##### Supplied text #####
Panic Seized the Stock Market Last Week. Here’s What to Do Now.

Getty Images

This is what a market panic feels like. But now that the storm has made landfall, it’s time for unnerved investors to sort out a few things: What just happened, why did it happen, and, most important, what should they do next. The pros have some advice: Don’t be too cautious.

What just happened? The coronavirus was declared a pandemic by the World Health Organization. Saudi Arabia announced a huge output increase, sending oil prices plunging. Forrest Gump contracted the coronavirus. There are no basketball scores to check. Baseball won’t start on time this spring. And President Donald Trump declared a national emergency on Friday after announcing a European travel ban on Wednesday.

Investors had a brutal week. All three major U.S. indexes fell into bear-market territory, ending an 11-year bull market in U.S. stocks.
##### Source information #####
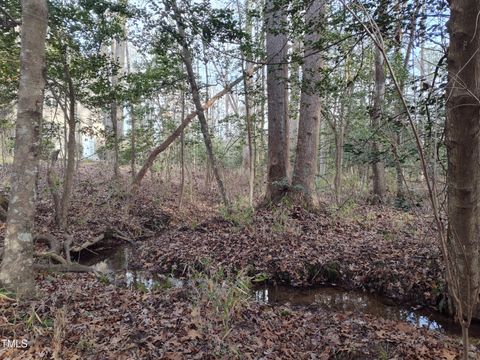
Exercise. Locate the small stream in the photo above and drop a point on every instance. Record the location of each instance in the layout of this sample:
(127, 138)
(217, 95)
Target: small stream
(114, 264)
#####
##### Source information #####
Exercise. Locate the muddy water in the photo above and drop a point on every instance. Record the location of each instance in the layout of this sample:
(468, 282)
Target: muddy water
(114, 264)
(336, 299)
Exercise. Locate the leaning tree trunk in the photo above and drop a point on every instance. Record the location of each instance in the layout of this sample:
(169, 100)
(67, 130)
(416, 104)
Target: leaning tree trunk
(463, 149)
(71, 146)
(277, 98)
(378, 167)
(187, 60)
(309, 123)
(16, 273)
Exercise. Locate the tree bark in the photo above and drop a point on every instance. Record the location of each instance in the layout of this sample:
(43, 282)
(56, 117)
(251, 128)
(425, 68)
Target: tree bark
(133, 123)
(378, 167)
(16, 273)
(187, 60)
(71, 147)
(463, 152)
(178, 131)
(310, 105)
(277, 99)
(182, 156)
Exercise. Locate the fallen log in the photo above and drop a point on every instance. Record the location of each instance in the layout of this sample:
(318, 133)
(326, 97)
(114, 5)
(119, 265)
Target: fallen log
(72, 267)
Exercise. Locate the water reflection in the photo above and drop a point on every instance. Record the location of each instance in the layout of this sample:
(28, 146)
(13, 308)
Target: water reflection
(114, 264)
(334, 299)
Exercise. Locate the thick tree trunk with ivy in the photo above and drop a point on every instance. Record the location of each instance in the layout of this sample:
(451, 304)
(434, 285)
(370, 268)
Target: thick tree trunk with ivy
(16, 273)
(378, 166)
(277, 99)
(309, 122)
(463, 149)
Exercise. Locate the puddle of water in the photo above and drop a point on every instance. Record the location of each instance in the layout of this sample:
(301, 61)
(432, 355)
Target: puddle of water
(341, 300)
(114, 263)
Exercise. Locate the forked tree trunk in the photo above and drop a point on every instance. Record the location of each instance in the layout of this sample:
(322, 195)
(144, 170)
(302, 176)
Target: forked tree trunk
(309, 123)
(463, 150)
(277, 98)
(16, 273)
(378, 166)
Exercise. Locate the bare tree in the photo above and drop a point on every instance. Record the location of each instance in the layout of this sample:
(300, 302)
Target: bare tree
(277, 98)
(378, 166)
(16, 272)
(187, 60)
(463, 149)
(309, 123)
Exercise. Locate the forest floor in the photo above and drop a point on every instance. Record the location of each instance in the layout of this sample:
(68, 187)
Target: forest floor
#####
What the task requires
Print the article about last week's stock market panic from above again in full, word for word.

Solved exercise
Panic Seized the Stock Market Last Week. Here’s What to Do Now.

Getty Images

This is what a market panic feels like. But now that the storm has made landfall, it’s time for unnerved investors to sort out a few things: What just happened, why did it happen, and, most important, what should they do next. The pros have some advice: Don’t be too cautious.

What just happened? The coronavirus was declared a pandemic by the World Health Organization. Saudi Arabia announced a huge output increase, sending oil prices plunging. Forrest Gump contracted the coronavirus. There are no basketball scores to check. Baseball won’t start on time this spring. And President Donald Trump declared a national emergency on Friday after announcing a European travel ban on Wednesday.

Investors had a brutal week. All three major U.S. indexes fell into bear-market territory, ending an 11-year bull market in U.S. stocks.